SWA, UNICEF, World Leaders and Sanitation
The Sanitation and Water for All partnership (SWA) in collaboration with the UNICEF, would host a meeting on how to stop infectious diseases through investment in water, sanitation and hygiene, as well as through vigorous action on climate change. The meeting, which would be hosted in Jakarta, Indonesia between May 18 and May 19, 2022, would bring together government ministers of finance as well as ministers of water, sanitation, health and climate. The Chief Executive Officer of the SWA, Ms. Catarina de Albuquerque, who announced the meeting in a recent press release, warned that the world is at the risk of another devastating pandemic if governments failed to invest in water and sanitation facilities.
Albuquerque said: “Leaders and decision-makers have a choice. Our mistakes during COVID-19 have demonstrated the immense cost of inaction, but we have the wisdom to learn from them. We can invest heavily in pandemic prevention and mitigation – including ensuring that communities everywhere have access to clean water and reliable hygiene and sanitation services. Or we can ignore the catastrophic lessons learned, placing the world at grave risk for future public health threats.
“And we do not have to wait for the next pandemic to take action. There are other global health crises happening right now, responsible for the deaths of millions that can be solved by prioritizing the provision of safe water, sanitation and hygiene services.

= = =

▶ [Activity list]:
**a.** In the passage on the SWA sanitation meeting, rewrite the section between "SWA, UNICEF, World" and "and sanitation facilities.", inclusive, replacing "meeting" with "summit".
**b.** List every kind of government minister that the passage on the SWA sanitation meeting says the meeting would bring together.
**c.** Extend the passage on the SWA sanitation meeting, continuing after its last sentence.

▶ [Data section]:
= = =

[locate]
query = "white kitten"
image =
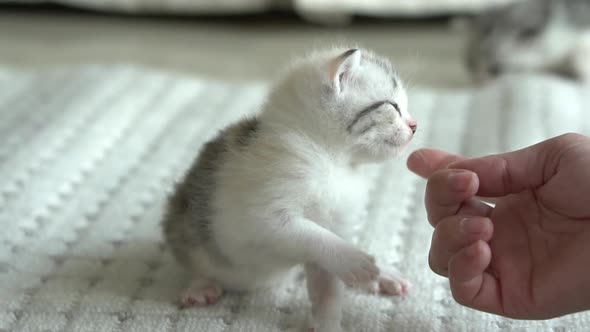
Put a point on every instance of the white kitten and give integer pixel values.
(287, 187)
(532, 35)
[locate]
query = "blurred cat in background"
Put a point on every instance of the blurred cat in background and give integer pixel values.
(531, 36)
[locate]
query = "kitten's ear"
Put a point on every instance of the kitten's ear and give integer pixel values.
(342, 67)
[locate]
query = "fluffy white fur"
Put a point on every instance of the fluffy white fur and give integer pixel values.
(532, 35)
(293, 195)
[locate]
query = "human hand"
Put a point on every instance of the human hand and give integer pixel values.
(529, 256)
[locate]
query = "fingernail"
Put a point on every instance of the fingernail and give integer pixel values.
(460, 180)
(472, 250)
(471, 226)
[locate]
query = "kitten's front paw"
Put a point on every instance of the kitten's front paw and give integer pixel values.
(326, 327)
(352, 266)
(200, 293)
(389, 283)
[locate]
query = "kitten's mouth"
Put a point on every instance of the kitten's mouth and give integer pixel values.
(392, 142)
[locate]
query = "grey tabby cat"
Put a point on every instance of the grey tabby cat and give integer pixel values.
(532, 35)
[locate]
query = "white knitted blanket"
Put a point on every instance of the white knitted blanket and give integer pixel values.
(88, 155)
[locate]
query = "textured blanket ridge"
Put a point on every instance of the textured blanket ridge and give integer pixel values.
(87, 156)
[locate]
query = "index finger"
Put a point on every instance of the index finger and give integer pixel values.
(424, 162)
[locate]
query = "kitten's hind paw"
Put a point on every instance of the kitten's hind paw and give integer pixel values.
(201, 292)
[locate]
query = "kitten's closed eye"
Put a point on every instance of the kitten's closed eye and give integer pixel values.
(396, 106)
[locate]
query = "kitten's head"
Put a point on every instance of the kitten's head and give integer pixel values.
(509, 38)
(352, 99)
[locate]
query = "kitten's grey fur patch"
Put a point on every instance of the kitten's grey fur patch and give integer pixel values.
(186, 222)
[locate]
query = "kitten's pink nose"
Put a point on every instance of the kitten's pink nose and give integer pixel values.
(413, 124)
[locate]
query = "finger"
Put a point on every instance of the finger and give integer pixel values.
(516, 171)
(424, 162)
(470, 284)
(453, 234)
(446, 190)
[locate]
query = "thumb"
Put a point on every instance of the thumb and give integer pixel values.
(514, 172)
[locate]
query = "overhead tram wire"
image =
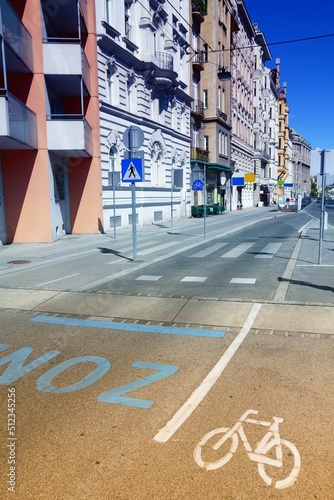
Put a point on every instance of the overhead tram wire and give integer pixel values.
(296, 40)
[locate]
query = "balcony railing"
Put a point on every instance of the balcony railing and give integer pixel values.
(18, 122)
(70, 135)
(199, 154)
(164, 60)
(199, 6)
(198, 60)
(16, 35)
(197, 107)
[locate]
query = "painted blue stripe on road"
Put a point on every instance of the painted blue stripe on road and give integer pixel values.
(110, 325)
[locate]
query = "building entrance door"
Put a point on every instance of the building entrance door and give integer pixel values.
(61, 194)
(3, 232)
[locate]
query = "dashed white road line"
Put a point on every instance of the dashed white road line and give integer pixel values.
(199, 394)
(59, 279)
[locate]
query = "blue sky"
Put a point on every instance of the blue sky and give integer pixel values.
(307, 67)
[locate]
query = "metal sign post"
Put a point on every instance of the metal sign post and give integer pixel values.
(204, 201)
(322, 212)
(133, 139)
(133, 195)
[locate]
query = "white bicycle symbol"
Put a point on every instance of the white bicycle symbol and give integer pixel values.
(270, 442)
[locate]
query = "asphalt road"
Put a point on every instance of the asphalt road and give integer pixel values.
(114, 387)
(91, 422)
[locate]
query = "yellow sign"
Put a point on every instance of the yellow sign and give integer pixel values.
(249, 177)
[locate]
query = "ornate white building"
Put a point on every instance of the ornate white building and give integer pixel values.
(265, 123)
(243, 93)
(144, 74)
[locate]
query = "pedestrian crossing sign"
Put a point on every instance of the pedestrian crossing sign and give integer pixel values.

= = =

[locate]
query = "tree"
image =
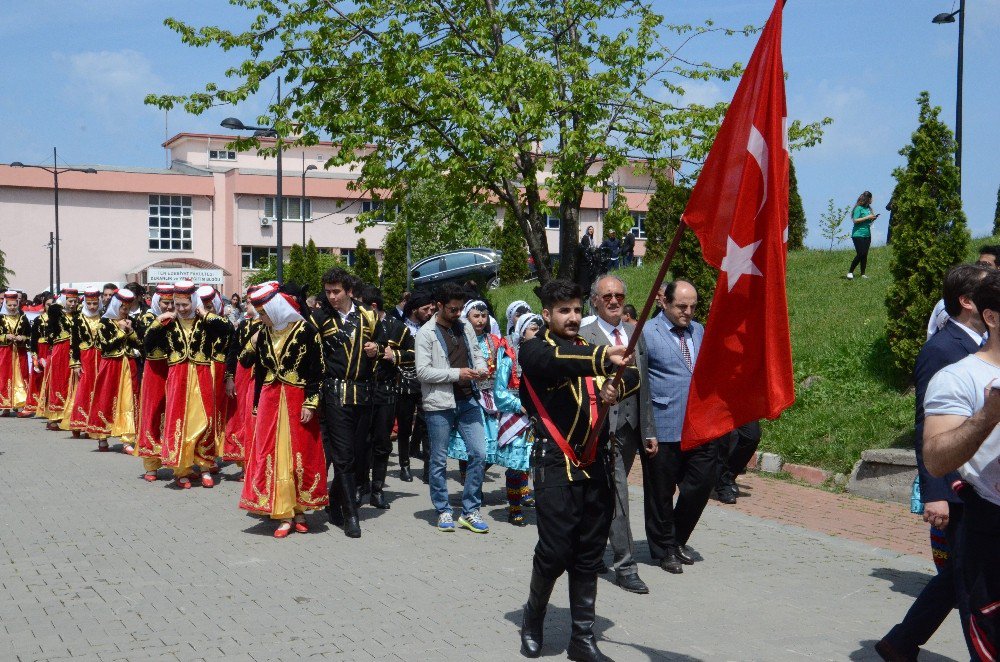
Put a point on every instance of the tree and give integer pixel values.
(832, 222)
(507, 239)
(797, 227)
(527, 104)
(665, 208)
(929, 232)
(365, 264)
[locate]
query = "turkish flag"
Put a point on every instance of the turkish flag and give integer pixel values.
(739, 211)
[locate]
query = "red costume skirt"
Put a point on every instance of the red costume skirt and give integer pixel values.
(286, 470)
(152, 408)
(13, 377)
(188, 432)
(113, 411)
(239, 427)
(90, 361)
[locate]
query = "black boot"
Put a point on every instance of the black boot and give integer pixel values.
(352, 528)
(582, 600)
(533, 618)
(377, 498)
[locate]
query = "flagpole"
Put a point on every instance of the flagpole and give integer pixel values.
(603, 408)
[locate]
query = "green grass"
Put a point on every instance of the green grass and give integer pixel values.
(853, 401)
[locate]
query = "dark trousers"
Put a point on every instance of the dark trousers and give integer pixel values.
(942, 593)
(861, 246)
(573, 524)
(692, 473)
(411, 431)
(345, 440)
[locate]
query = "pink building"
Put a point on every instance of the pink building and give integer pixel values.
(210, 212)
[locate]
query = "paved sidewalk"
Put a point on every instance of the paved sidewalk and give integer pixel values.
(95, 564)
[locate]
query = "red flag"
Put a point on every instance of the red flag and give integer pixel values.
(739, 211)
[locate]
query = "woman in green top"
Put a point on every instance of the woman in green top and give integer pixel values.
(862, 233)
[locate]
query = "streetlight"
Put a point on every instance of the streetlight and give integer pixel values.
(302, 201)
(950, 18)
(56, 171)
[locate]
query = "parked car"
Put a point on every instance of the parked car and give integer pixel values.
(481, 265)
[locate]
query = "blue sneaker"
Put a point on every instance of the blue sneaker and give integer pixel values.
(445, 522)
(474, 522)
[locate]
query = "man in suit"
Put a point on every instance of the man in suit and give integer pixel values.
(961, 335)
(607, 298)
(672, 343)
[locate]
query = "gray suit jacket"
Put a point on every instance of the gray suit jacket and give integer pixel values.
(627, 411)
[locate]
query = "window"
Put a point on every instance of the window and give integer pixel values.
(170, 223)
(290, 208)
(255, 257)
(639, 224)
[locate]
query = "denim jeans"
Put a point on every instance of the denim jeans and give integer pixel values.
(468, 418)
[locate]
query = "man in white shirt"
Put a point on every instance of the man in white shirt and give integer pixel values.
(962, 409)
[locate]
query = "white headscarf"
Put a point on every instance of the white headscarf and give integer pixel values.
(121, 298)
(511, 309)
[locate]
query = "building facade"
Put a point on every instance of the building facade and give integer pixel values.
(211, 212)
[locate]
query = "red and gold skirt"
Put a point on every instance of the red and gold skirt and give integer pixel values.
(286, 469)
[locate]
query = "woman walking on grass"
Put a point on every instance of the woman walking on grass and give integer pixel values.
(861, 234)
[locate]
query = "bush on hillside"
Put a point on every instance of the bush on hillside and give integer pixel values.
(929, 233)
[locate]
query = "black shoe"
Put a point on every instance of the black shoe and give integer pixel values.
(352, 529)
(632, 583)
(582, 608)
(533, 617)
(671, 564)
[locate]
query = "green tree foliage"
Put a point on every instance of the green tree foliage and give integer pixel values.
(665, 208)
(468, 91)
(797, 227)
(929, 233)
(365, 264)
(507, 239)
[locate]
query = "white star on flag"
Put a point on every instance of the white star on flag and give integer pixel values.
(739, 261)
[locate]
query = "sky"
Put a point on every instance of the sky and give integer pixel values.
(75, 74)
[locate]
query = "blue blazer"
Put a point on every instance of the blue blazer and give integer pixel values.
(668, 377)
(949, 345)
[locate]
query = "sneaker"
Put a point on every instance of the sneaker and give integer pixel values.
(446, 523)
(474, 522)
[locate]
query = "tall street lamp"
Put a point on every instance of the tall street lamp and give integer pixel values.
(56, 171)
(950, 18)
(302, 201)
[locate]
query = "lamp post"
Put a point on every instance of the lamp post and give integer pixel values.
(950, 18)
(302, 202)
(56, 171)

= = =

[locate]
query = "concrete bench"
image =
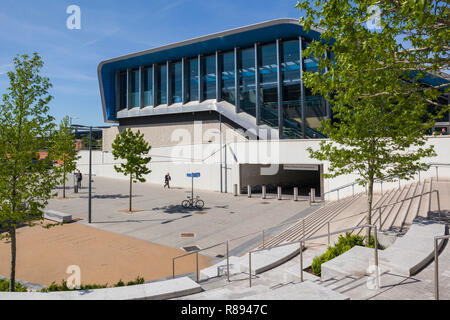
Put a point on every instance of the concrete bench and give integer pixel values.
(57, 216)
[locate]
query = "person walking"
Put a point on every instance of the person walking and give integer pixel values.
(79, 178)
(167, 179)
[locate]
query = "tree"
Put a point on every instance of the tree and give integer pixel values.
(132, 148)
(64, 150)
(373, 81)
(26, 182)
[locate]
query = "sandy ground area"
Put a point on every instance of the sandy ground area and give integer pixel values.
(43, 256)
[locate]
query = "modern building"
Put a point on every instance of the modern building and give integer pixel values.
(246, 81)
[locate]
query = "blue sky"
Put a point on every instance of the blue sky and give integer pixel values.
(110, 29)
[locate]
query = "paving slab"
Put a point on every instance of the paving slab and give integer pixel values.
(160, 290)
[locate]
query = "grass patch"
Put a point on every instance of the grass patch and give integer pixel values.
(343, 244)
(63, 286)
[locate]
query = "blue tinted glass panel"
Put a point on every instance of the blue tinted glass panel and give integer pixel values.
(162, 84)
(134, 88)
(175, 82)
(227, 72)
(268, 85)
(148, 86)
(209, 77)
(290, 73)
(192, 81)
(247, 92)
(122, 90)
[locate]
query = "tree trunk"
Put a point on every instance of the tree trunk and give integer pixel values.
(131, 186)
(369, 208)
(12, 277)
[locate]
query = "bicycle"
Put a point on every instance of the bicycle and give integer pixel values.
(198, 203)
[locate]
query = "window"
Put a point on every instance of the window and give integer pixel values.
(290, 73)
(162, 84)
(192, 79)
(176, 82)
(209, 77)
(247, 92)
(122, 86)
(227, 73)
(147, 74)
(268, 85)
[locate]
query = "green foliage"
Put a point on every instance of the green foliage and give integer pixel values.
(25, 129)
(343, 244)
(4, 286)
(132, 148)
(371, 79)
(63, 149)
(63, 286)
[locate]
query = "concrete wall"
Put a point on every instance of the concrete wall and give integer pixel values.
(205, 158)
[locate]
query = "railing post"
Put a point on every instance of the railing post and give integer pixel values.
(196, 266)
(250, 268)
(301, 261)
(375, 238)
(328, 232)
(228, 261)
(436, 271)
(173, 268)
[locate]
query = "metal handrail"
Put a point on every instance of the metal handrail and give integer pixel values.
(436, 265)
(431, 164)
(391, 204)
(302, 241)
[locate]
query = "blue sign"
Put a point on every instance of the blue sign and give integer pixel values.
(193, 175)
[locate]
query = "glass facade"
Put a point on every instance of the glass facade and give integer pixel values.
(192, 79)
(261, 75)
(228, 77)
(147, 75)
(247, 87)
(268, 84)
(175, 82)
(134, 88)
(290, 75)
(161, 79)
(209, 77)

= = =

▶ [Answer set]:
**a.**
SWA, UNICEF, World Leaders and Sanitation
The Sanitation and Water for All partnership (SWA) in collaboration with the UNICEF, would host a summit on how to stop infectious diseases through investment in water, sanitation and hygiene, as well as through vigorous action on climate change. The summit, which would be hosted in Jakarta, Indonesia between May 18 and May 19, 2022, would bring together government ministers of finance as well as ministers of water, sanitation, health and climate. The Chief Executive Officer of the SWA, Ms. Catarina de Albuquerque, who announced the summit in a recent press release, warned that the world is at the risk of another devastating pandemic if governments failed to invest in water and sanitation facilities.

**b.** finance, water, sanitation, health, climate

**c.**
“From cholera to coronavirus, the message for government leaders is clear: ‘if we want to get ahead of the next pandemic, we must urgently invest in water, sanitation and hygiene.’ To make any other choice could have devastating consequences.” She stated that although “COVD-19 is the deadliest viral outbreak we’ve seen in over a century, but it may not be the last in our lifetime.”
Albuquerque, who served as the first United Nation’s Special Rapporteur on the right to safe drinking water and sanitation, said that “the question of another global health crisis is not if, but when. Yet despite the imminent threat, the 2021 Global Health Security Index estimated that 195 countries remain dangerously unprepared for future pandemics. Additionally, only 33 countries have emergency preparedness and response plans in place that include considerations for vulnerable populations.
“Our collective failure to invest in preventative measures means that when diseases appear they can rage out of control, destroying lives and triggering massive health crises that take decades to resolve.